Document passage:
BEGIN
So cancer sucks up your life and makes you forget about all the other important things going on around you. You rearrange your priorities and think 'cancer' about EVERYTHING! What? This is wrong. Cancer shouldn't take over your life. You should still get to live your life with out the giant elephant called cancer following you every where.
Speaking of living my life, I have said this before and will say it again, I am not a cancer victim, cancer patient, or cancer survivor, or any other stupid term like that. I am simply someone who is living with cancer. If you look up the definition of the word victim, you get:
1. a person who suffers from a destructive or injurious action or agency: a victim of an automobile accident.
2. a person who is deceived or cheated, as by his or her own emotions or ignorance, by the dishonesty of others, or by some impersonal agency: a victim of misplaced confidence; the victim of a swindler; a victim of an optical illusion.
3. a person or animal sacrificed or regarded as sacrificed: war victims.
4. a living creature sacrificed in religious rites.
I am not suffering from a destructive or injurious action or agency - just dealing with a medical diagnosis. I was not deceived or cheated, nor was I sacrificed in war or in a religious rite. Also, I am not a cancer patient. A patient is someone who is undergoing medical treatment. I may be a patient while I am at the doctors but not every second of the day. (Well, I am patient in that I am waiting for a cure for cancer.)
END
Provided material:
BEGIN
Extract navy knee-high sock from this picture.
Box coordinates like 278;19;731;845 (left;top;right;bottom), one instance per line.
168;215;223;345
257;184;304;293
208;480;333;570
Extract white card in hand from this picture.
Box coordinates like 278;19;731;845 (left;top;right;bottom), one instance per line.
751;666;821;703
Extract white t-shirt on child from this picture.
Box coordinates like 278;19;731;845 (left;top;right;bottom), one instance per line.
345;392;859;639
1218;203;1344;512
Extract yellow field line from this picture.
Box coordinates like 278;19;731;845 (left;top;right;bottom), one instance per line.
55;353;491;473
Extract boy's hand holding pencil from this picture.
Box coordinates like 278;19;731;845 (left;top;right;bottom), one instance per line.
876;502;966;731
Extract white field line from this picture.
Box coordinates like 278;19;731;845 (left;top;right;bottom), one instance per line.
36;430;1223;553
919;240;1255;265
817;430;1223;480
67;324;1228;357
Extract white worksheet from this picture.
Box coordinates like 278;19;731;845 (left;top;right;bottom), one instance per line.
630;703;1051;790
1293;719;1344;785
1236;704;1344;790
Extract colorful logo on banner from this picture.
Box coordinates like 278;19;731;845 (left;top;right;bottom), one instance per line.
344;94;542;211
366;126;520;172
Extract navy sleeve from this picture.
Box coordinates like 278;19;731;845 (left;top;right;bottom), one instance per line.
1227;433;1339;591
END
BEGIN
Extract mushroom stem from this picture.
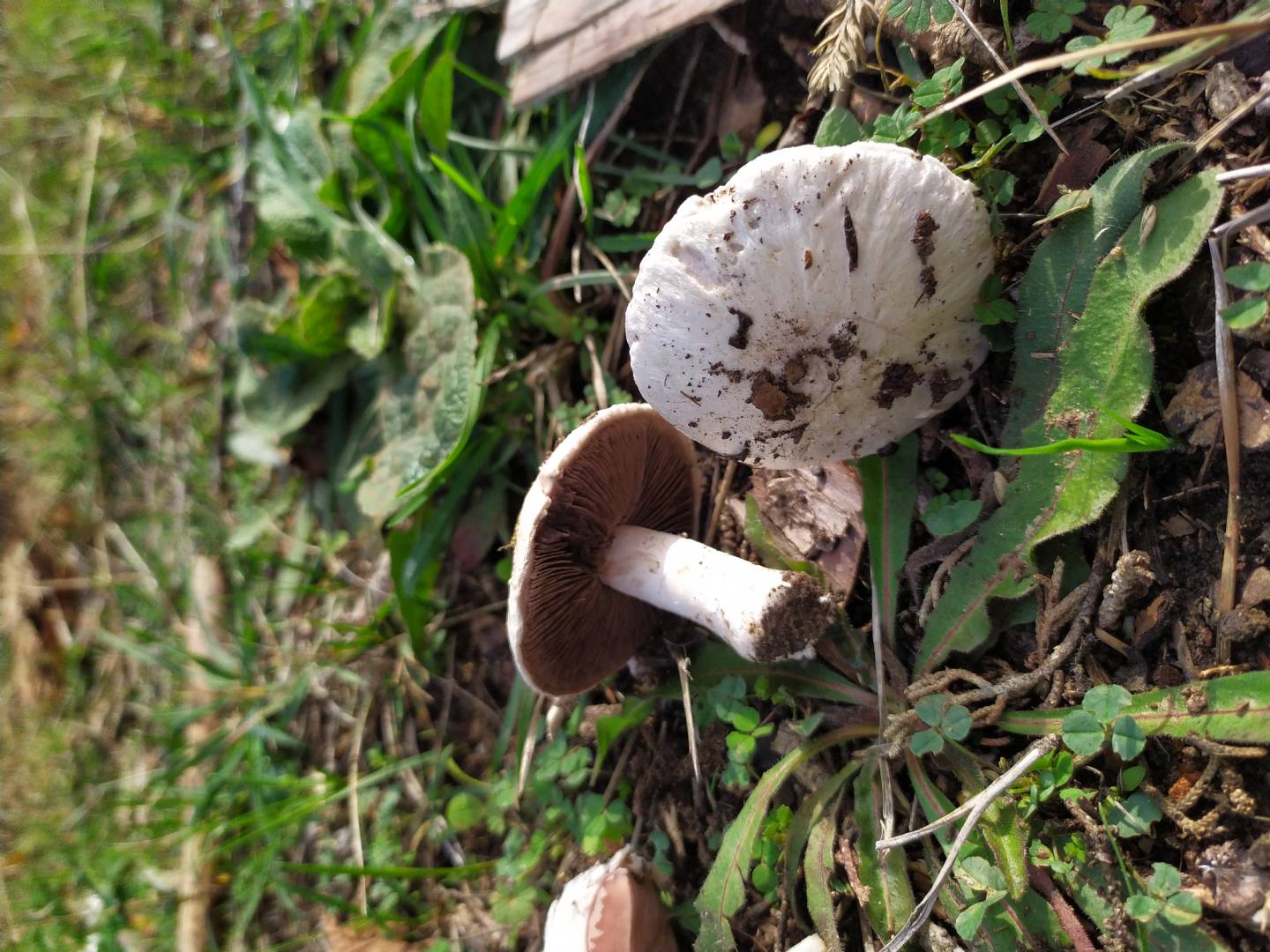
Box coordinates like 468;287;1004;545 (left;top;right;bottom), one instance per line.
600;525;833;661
END
About this exercise: Go on with the piece about living with cancer, starting after its last sentence. The listing has nothing to do with what comes next.

Answer below:
A survivor? Not really. What did I survive? A few million (or at least it feels like that many) doctor appointments maybe. I have persevered through hardship but am I surviving like a weed in the garden? Am I just another weed in the garden of life? Or is my cancer surviving like a weed? Lurking in the background, you pull out all the ones you can find but then sometimes they reappear. I get really resentful when people tell me I am a survivor. Or when people say your 'battle with cancer'. Hello, a battle is full of heavy hitting, well positioned, military like people whaling away at an enemy. A course of medical treatment is more like taking pot shots in the dark - we'll try this treatment and if it doesn't work, we'll try this one and if it doesn't work, we'll try another. Oh, and this treatment has a few million side effects, don't mind them, we are treating your cancer, we think but aren't really sure.
How cynical am I these days? Well, perhaps you can call me the cancer cynic. I admit that somehow the glass is less than half full and the rose colored glasses work less frequently these days. But in the meantime, I'm still here.